**TASK INSTRUCTIONS**
Repeat all of the records word for word, but skip any picture.

[[ AVAILABLE DATA, beginning ]]

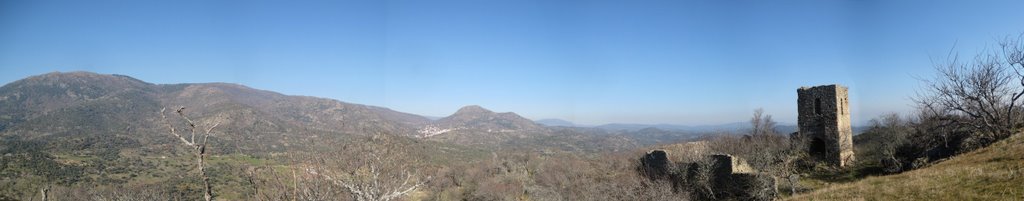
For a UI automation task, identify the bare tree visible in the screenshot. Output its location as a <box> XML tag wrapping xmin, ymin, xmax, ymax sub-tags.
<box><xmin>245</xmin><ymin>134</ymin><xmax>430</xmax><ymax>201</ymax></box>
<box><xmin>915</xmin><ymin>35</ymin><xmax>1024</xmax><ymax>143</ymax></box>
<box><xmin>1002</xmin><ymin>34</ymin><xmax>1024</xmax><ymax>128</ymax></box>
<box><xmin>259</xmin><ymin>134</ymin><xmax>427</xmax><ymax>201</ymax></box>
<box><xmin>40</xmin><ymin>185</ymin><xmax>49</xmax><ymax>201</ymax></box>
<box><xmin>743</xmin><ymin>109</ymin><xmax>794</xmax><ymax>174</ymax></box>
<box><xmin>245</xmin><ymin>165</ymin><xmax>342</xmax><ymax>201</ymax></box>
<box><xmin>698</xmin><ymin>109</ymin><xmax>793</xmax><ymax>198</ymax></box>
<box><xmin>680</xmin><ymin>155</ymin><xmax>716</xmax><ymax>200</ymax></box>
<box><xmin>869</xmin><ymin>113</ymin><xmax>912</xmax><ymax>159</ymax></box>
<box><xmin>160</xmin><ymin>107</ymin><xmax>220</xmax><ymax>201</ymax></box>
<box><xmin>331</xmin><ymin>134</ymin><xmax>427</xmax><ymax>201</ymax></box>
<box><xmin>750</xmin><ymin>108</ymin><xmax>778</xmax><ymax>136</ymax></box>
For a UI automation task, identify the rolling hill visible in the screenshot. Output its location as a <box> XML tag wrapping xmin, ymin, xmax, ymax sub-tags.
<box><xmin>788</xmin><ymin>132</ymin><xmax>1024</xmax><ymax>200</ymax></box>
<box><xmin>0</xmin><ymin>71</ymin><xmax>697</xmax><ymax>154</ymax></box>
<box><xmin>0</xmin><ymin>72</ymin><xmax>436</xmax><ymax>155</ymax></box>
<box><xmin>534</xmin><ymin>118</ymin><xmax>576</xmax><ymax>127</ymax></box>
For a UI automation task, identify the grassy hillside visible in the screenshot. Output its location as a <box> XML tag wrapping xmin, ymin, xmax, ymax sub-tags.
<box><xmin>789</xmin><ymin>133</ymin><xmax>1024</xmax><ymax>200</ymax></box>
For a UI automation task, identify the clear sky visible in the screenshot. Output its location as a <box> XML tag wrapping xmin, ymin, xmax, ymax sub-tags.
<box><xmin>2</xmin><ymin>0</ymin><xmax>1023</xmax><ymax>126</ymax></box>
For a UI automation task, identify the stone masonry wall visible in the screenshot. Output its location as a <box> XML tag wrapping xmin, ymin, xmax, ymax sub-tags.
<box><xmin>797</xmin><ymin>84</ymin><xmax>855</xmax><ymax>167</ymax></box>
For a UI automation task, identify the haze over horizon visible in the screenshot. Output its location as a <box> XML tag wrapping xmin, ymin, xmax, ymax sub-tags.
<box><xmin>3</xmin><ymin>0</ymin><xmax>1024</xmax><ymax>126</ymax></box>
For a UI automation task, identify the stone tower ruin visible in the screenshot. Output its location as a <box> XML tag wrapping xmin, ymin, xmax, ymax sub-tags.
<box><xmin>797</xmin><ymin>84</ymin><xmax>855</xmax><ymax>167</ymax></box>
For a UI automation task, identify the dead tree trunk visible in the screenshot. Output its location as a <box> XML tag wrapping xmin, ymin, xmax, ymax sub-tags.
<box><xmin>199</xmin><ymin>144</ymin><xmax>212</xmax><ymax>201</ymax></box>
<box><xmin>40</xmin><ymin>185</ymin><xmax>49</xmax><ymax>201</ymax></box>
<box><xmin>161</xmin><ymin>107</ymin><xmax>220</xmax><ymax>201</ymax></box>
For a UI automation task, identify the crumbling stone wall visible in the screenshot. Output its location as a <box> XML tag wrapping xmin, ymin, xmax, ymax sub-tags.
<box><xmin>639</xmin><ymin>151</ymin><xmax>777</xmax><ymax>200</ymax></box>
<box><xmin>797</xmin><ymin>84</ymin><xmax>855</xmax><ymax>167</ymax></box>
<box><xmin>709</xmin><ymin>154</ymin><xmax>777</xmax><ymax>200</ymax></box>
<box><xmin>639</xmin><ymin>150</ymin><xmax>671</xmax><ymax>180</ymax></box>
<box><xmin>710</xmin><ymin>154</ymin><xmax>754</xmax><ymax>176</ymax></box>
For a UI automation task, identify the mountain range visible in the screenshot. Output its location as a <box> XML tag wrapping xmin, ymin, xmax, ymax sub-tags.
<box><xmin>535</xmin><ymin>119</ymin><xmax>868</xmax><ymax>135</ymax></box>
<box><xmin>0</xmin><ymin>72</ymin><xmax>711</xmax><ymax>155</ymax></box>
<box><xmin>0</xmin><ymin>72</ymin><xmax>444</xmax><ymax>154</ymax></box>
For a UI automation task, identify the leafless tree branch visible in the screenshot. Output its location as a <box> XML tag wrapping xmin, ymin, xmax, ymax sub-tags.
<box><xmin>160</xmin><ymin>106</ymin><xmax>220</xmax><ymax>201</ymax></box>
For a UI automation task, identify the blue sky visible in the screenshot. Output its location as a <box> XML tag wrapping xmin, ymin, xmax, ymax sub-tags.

[[ AVAILABLE DATA, end ]]

**EXERCISE RESPONSE**
For a UI automation task, identify the bare tree visible in the screenshot. Output its location as a <box> XML tag wrapping xmin, ymin, xmax, ymax sub-tags.
<box><xmin>245</xmin><ymin>134</ymin><xmax>430</xmax><ymax>201</ymax></box>
<box><xmin>915</xmin><ymin>35</ymin><xmax>1024</xmax><ymax>143</ymax></box>
<box><xmin>1002</xmin><ymin>34</ymin><xmax>1024</xmax><ymax>128</ymax></box>
<box><xmin>259</xmin><ymin>134</ymin><xmax>427</xmax><ymax>201</ymax></box>
<box><xmin>40</xmin><ymin>185</ymin><xmax>49</xmax><ymax>201</ymax></box>
<box><xmin>743</xmin><ymin>109</ymin><xmax>794</xmax><ymax>174</ymax></box>
<box><xmin>245</xmin><ymin>165</ymin><xmax>342</xmax><ymax>201</ymax></box>
<box><xmin>698</xmin><ymin>109</ymin><xmax>793</xmax><ymax>198</ymax></box>
<box><xmin>680</xmin><ymin>155</ymin><xmax>716</xmax><ymax>200</ymax></box>
<box><xmin>869</xmin><ymin>113</ymin><xmax>912</xmax><ymax>159</ymax></box>
<box><xmin>160</xmin><ymin>107</ymin><xmax>220</xmax><ymax>201</ymax></box>
<box><xmin>331</xmin><ymin>134</ymin><xmax>427</xmax><ymax>201</ymax></box>
<box><xmin>750</xmin><ymin>108</ymin><xmax>778</xmax><ymax>136</ymax></box>
For a UI automation task, identify the rolling hill visible in the screenshot. Output its location as a <box> XML tag wrapping xmin, ymin, xmax, ymax sub-tags.
<box><xmin>788</xmin><ymin>132</ymin><xmax>1024</xmax><ymax>200</ymax></box>
<box><xmin>0</xmin><ymin>71</ymin><xmax>697</xmax><ymax>154</ymax></box>
<box><xmin>0</xmin><ymin>72</ymin><xmax>436</xmax><ymax>155</ymax></box>
<box><xmin>534</xmin><ymin>118</ymin><xmax>576</xmax><ymax>127</ymax></box>
For a UI automation task, identify the grassy hillside visible in the screenshot. Output its location as a <box> XML tag wrapping xmin, ymin, xmax, ymax sub-tags.
<box><xmin>789</xmin><ymin>133</ymin><xmax>1024</xmax><ymax>200</ymax></box>
For a UI automation task, identify the clear sky visible in the screenshot. Output its location as a <box> XML tag wrapping xmin, ymin, xmax, ymax sub-tags.
<box><xmin>2</xmin><ymin>0</ymin><xmax>1023</xmax><ymax>126</ymax></box>
For a UI automation task, identify the stone masonry wall visible in the screenshot. Output its location as a <box> XML tag wrapping xmin, ymin, xmax, ymax sub-tags.
<box><xmin>797</xmin><ymin>84</ymin><xmax>855</xmax><ymax>167</ymax></box>
For a UI automation task, identify the haze over horizon visible in the screenshot. Output its location as a <box> XML tag wrapping xmin, ymin, xmax, ymax sub-tags.
<box><xmin>3</xmin><ymin>0</ymin><xmax>1024</xmax><ymax>126</ymax></box>
For a UI automation task, identify the stone tower ruin visible in the screenshot. Output its location as a <box> XML tag wrapping xmin, ymin, xmax, ymax sub-tags.
<box><xmin>797</xmin><ymin>84</ymin><xmax>855</xmax><ymax>167</ymax></box>
For a UI automation task, identify the dead tree trunk visible in the screenshot. Output its location as a <box> XML tag wrapping xmin, ymin, xmax, ymax sub-tags.
<box><xmin>199</xmin><ymin>144</ymin><xmax>212</xmax><ymax>201</ymax></box>
<box><xmin>40</xmin><ymin>185</ymin><xmax>49</xmax><ymax>201</ymax></box>
<box><xmin>161</xmin><ymin>107</ymin><xmax>220</xmax><ymax>201</ymax></box>
For a UI automation task, identify the crumbling stone wall visible in the screenshot. Output its location as a <box> XML tag wrapping xmin, ymin, xmax, ymax sub-tags.
<box><xmin>639</xmin><ymin>151</ymin><xmax>777</xmax><ymax>200</ymax></box>
<box><xmin>797</xmin><ymin>84</ymin><xmax>855</xmax><ymax>167</ymax></box>
<box><xmin>709</xmin><ymin>154</ymin><xmax>777</xmax><ymax>200</ymax></box>
<box><xmin>639</xmin><ymin>150</ymin><xmax>671</xmax><ymax>180</ymax></box>
<box><xmin>710</xmin><ymin>154</ymin><xmax>754</xmax><ymax>176</ymax></box>
For a UI automation task, identify the mountain range visible in the screenshot. Output its location as a <box> XML tag wrapping xmin, ymin, xmax, ymax sub-tags.
<box><xmin>535</xmin><ymin>119</ymin><xmax>868</xmax><ymax>135</ymax></box>
<box><xmin>0</xmin><ymin>72</ymin><xmax>711</xmax><ymax>155</ymax></box>
<box><xmin>0</xmin><ymin>72</ymin><xmax>444</xmax><ymax>154</ymax></box>
For a UI automation task, identify the leafless tree branch visible in the screenshot. Output its location as a <box> XML tag wrapping xmin, ymin, xmax, ymax sub-tags.
<box><xmin>160</xmin><ymin>106</ymin><xmax>220</xmax><ymax>201</ymax></box>
For a UI automation task, identify the blue sky visible in the screenshot. Output its location as a <box> XML tag wrapping xmin, ymin, xmax, ymax sub-tags.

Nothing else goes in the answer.